For the data below, please report each line where the word "framed" is found.

Input for this task:
——
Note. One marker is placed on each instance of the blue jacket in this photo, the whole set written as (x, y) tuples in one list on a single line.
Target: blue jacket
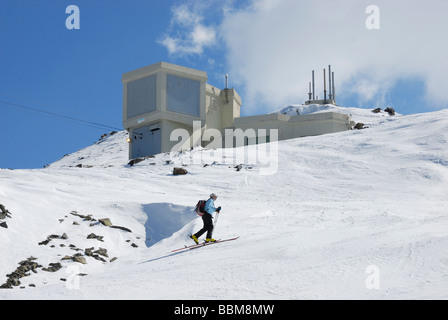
[(210, 206)]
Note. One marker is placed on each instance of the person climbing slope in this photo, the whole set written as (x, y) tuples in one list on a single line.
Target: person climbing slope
[(207, 218)]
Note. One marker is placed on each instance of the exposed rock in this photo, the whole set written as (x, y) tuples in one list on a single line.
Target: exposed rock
[(53, 267), (121, 228), (79, 258), (94, 236), (390, 110), (359, 126), (106, 222), (179, 171), (86, 218)]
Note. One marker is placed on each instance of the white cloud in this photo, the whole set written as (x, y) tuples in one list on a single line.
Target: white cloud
[(272, 46), (191, 35)]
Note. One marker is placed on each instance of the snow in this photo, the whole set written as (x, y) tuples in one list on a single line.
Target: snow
[(339, 205)]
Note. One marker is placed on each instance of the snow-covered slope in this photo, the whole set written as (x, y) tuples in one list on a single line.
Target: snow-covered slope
[(339, 205)]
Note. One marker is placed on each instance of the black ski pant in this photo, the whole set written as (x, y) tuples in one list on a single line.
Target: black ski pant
[(208, 226)]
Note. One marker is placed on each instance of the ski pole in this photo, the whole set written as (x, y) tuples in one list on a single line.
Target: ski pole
[(216, 219)]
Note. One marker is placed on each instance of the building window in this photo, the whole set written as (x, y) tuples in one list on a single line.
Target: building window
[(141, 96), (257, 140), (182, 95)]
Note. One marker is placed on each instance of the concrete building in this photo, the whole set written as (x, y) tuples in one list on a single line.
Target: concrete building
[(163, 97)]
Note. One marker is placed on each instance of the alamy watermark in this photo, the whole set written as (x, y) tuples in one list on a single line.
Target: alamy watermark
[(373, 278), (249, 147), (373, 20), (73, 21)]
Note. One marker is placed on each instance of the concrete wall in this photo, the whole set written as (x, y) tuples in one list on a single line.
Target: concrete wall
[(162, 70), (290, 127), (218, 109)]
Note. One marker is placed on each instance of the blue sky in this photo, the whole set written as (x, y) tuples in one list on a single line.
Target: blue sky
[(268, 47)]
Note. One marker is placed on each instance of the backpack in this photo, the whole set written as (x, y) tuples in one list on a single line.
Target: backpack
[(200, 208)]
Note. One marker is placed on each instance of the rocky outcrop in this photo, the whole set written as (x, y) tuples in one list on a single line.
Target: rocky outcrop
[(24, 269), (179, 171), (3, 215)]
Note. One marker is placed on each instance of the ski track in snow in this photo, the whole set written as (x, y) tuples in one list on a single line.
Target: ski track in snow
[(338, 204)]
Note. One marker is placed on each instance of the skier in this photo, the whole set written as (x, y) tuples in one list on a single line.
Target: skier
[(209, 209)]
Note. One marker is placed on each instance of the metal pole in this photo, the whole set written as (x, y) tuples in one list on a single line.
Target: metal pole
[(334, 92), (314, 96), (325, 87), (309, 93)]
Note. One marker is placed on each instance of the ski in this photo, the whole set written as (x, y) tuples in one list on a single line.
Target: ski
[(195, 246)]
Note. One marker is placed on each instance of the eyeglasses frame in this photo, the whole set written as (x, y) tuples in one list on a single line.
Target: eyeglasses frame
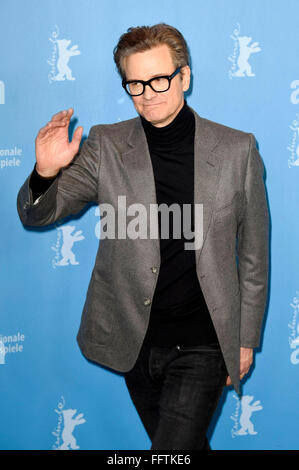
[(148, 82)]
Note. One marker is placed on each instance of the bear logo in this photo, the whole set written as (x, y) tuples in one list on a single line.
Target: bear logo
[(245, 51), (246, 411), (2, 352), (64, 71), (69, 421), (68, 241)]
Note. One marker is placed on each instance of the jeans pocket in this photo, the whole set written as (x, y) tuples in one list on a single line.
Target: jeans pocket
[(213, 348)]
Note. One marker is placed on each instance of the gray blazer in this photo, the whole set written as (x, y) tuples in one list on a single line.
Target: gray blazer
[(232, 264)]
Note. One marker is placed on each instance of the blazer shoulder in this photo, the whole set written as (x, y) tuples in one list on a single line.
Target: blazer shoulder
[(227, 134)]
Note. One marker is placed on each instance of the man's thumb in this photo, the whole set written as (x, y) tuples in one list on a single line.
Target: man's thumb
[(77, 137)]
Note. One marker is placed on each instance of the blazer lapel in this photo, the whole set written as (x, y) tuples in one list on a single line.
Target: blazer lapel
[(207, 167), (137, 161), (138, 165)]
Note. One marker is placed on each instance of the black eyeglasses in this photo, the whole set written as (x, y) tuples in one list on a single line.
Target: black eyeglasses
[(158, 84)]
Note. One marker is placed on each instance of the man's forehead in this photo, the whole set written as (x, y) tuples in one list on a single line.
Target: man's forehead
[(148, 64)]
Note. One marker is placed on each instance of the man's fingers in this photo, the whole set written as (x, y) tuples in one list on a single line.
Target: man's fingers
[(66, 113), (77, 137), (51, 125)]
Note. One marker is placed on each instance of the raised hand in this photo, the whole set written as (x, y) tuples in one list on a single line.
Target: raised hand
[(53, 149)]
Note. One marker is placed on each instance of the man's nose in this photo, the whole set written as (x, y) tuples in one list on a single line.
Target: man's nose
[(148, 92)]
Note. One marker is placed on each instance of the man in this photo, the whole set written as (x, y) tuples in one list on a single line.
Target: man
[(180, 324)]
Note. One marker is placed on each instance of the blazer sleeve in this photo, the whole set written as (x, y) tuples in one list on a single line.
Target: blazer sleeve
[(74, 187), (253, 233)]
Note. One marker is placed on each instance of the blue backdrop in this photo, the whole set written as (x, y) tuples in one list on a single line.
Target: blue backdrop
[(58, 54)]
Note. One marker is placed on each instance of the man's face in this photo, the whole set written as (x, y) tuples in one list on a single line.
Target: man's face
[(158, 108)]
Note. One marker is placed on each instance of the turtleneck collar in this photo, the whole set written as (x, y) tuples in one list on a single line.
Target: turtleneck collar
[(182, 127)]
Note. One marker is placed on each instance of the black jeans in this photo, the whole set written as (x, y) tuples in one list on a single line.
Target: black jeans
[(175, 391)]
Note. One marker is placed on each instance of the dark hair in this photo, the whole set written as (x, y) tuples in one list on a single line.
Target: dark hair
[(142, 38)]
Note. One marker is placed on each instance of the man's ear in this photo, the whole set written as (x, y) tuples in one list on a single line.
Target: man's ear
[(186, 75)]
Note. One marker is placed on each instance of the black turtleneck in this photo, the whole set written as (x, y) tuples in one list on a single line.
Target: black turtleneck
[(179, 314)]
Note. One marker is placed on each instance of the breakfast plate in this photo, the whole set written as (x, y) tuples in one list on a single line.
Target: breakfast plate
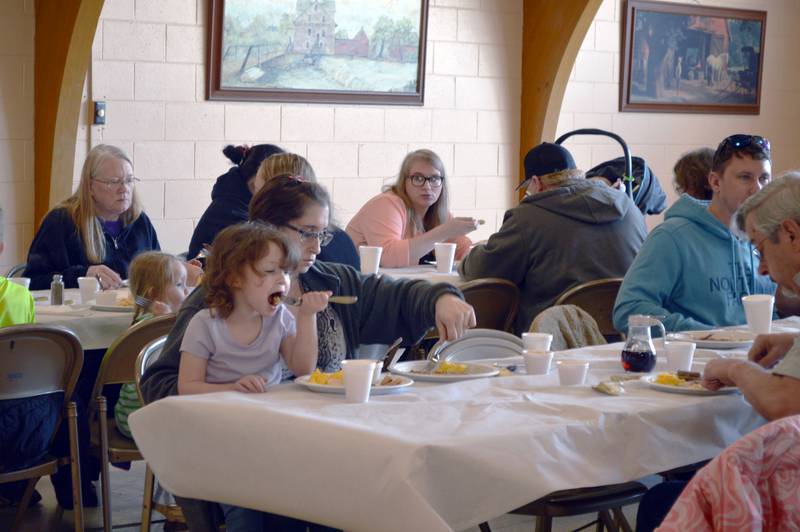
[(716, 339), (402, 383), (416, 369), (690, 388)]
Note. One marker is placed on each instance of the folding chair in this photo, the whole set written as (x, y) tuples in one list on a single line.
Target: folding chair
[(597, 298), (37, 360), (118, 367), (495, 302)]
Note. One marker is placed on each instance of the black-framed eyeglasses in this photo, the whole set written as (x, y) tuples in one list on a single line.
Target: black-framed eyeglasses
——
Finished task:
Note. One marker is placed on each instance of the black-framed eyeglasses in this photo, the whole set written as (x, y) tuples in one list on a single line.
Target: black-framed eyeglasses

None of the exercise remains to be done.